EXTRACTED INFORMATION =
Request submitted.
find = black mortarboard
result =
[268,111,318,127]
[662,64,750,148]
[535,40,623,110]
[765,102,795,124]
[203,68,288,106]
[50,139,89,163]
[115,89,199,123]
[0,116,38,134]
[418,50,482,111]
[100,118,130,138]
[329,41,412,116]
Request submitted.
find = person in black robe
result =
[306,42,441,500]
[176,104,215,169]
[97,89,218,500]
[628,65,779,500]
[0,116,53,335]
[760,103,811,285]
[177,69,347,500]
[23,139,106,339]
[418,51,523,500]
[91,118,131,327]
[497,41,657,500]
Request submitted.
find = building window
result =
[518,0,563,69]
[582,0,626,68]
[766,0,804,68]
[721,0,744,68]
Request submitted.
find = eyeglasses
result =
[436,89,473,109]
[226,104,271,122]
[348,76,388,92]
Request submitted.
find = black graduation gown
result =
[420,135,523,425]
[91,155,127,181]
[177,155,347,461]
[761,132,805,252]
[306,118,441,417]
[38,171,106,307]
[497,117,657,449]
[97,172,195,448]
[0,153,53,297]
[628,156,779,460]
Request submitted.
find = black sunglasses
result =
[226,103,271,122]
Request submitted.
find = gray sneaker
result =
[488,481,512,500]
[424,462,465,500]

WHAT THIS TASK INVOLVES = Return each line of the entries above that contains the string "find". Case counts.

TASK RESPONSE =
find = black mortarboard
find = person in black robe
find = building window
find = eyeglasses
find = black graduation gown
find = black sunglasses
find = gray sneaker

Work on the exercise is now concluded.